4 Introduction to DVB subtitling system 

This ETS specifies the transport and coding of graphical elements in the DVB subtitling system. 
4.1 Overview 

To provide efficient use of the display memory in the decoder this subtitling system uses region based 
graphics with indexed pixel colours. Each display is composed of a number of regions with specified 
position. A region is a rectangular area with a horizontal and vertical size, pixel depth. A region can have a 
defined background colour and graphical objects can be positioned within the region. 

Pixel depths of 2, 4 and 8-bits are supported allowing up to 4, 16 or 256 different pixel codes to be used in 
each region. Each region is associated with a GLUT which defines the colour and transparency for each of 
the pixel codes. 

At the discretion of the encoder, objects designed for displays supporting 16 or 256 colours can be 
decoded into displays supporting fewer colours. A quantization algorithm is defined to ensure that this 
process is predictable by the originator. This feature allows a single data stream to be decoded by a 
population of decoders with mixed, and possibly evolving, capabilities.

[Records from a data source]
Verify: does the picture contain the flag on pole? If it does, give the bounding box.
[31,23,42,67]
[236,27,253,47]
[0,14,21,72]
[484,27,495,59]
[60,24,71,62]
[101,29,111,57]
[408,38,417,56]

**Exercises to complete**
(a) Answer these questions about the DVB subtitling overview:
(i) Which pixel depths does the system support?
(ii) What shape is a region?
(iii) What is defined to make decoding into displays with fewer colors predictable by the originator?
(b) Write the next part of the DVB subtitling overview, beginning after its last sentence.

**Task-by-task results**
(a)
(i) 2, 4 and 8 bits.
(ii) A rectangular area.
(iii) A quantization algorithm.

(b)
This subtitling system provides a number of techniques that allow efficient transmission of the graphic 
data: 

pixel structures that occur more than once within a bitmap can be transmitted only once, and then 
positioned multiple times within the bitmap; 

pixel structures used in more than one subtitle stream shall only be transmitted once; 
pixel data is compressed using run-length coding; 

where the gamut of colours required for part of a graphical object is suitably limited, that part can be 
coded using a smaller number of bits per pixel and a map table. For example, an 8-bit per pixel 
graphical object may contain areas coded as 4 or 2-bits per pixel each preceded by a map table to 
map the 16 or 4 colours used onto the 256 colour set of the region. Similarly, a 4-bit per pixel object 
may contain areas coded as 2-bits per pixel; 

colour definitions can be coded using either 16 or 32-bits per CLUT entry. This provides a trade off 
between colour accuracy and transmission bandwidth. 



The above features require only compliance with this ETS. Additional features are provided that allow 
more efficient operation where there are additional agreements between the data provider and the 
manufacturer of the decoder: 

graphic objects resident in ROM in the decoder can be referenced; 

character codes, or strings of character codes, can be used in place of graphic object references. 
This requires the decoder to be able to generates glyphs for these codes. 

This ETS is not concerned with the private agreements required to make these features operate.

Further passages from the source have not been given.